Which lines run from the one containing "One point per instance, each like (77, 412)." to the end of the entries? Quote them exactly, and nothing else.
-- START OF INPUT ROWS --
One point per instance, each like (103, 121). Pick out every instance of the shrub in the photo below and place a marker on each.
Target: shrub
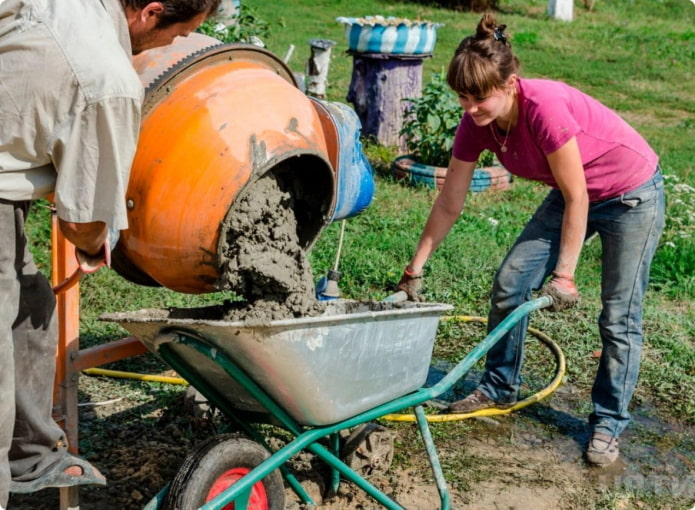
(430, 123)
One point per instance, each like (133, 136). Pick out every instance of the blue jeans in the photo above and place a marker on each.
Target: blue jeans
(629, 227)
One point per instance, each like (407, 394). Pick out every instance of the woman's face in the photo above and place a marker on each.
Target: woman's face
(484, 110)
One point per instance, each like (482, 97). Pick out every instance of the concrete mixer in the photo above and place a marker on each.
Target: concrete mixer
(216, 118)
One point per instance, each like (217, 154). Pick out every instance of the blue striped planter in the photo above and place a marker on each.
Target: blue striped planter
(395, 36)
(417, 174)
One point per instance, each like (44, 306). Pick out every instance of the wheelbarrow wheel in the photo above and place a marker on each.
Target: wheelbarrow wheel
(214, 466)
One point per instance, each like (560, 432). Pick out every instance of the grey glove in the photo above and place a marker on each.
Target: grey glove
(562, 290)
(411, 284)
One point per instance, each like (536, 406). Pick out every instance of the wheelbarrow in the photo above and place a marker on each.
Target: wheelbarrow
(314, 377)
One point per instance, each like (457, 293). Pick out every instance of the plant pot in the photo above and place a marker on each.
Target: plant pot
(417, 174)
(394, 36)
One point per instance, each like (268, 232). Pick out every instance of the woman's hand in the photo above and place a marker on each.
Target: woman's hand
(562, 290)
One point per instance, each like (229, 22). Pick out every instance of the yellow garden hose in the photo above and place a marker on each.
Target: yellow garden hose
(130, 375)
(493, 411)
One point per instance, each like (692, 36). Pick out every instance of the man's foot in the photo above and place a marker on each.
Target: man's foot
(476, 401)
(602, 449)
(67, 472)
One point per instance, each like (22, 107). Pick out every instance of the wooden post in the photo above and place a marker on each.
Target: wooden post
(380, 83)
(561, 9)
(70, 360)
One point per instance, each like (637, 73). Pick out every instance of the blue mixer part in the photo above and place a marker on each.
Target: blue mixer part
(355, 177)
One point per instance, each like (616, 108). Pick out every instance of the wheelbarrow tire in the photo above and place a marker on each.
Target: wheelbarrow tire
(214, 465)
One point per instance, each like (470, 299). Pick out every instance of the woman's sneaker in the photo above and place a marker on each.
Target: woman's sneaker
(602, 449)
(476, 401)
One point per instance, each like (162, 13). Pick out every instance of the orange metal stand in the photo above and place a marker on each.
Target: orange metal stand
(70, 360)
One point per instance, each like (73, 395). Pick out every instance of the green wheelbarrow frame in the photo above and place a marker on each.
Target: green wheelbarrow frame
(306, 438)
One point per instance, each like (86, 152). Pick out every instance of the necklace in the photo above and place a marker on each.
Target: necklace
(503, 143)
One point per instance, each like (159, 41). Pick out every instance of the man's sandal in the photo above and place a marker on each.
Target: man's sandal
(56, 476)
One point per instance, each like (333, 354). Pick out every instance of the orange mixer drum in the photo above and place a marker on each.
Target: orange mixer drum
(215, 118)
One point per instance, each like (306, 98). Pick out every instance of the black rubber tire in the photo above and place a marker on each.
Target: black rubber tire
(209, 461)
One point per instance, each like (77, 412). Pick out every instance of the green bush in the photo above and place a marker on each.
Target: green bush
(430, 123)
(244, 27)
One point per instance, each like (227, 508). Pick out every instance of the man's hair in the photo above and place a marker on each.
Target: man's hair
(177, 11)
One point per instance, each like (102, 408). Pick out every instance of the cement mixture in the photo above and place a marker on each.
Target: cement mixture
-- END OF INPUT ROWS --
* _SOLUTION TO THE PROBLEM_:
One point per instance, each like (77, 412). Pick out every instance of the green bush in the photo above and place a marker on each.
Target: green bush
(430, 123)
(244, 27)
One point per instance, each like (227, 508). Pick out every instance of the man's hair in the photo above and place a marker on each.
Target: man's hair
(177, 11)
One point per instance, each like (102, 408). Pick out every instance of the cement mixture in the photo above and place a marker on each.
Target: cement mixture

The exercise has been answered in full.